» **Task 1**: Check each statement against the article on new beers at BEERS 2016 and answer yes or no, quoting the words of the article that decide it: (a) The writer spotted a clear trend toward hop-forward beers. (b) Grizzly is a Double IPA from HaDubim Brewery. (c) HaDubim now brews its beers at a brewery the Bar-Ilan brothers own.
» **Task 2**: Carry on the article about new beers at BEERS 2016 from its last sentence.

» **Text to read**:
*-*-*

Now, on to the beer!
Writers like to be on the lookout for trends, but to tell the truth, this time I didn't see any. There were many new beers unveiled at the Exhibit, some headed for general distribution, others only for the event. But they represented different styles, with no clear advantage going to hop-forwards, malt-forwards, wheats, Belgians, lights or darks.
Grizzly
Rotem Bar-Ilan pumping the first glass of Grizzly Double IPA for the old blogger at BEERS 2016. |
The first new beer I tried was Grizzly, a re-issued Double IPA from HaDubim ("The Bears") Brewery, which is making a comeback after being closed for about a year. Brother-owners Rotem and Dagan Bar-Ilan are now brewing their beers at the Mivshelet Ha'aretz ("The Land Brewery") in Kiryat Gat, originally used by Negev Beer and now owned by the Beer Bazaar chain of pubs, which brews its own line of beers there.

*-*-*

» **Dataset extract**:
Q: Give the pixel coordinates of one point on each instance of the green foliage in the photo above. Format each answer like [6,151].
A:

*-*-*

» **Reply 1**:
(a) No: "to tell the truth, this time I didn't see any."
(b) Yes: "a re-issued Double IPA from HaDubim ("The Bears") Brewery"
(c) No: "now owned by the Beer Bazaar chain of pubs"

» **Reply 2**:
Grizzly is a good name for this aggressive IPA. Alcohol by volume is a powerful 8.6%, and it is loaded with Simcoe, Summit and Chinook hops which produce a whopping 100 IBU (International Bitterness Units). Color is a hazy amber-orange with a very thin white head and very light carbonation. The fruit and spice hop aroma alone will knock your socks off. Flavors include citrus and tropical fruits, especially mango, and caramel. We liked the playing off of these sweet fruits with the extreme bitterness of the hops. The finish is very dry and bitter. If this is how you like your beers, you should give Grizzly a try.
Last month, the HaDubim guys introduced their first two new beers since they restarted brewing:
The Doctor is an American pale ale with a grassy and citrusy hop aroma. This is a very bitter beer, from the start to the finish, but the light body and low alcoholic content (4.8%) make it a refreshing summer beer, even when you're having more than one.

It's good to have The Bears back on the Israeli craft beer scene. They have brewed some wonderful beers in the past, and after their auspicious return, we should expect some more in the future.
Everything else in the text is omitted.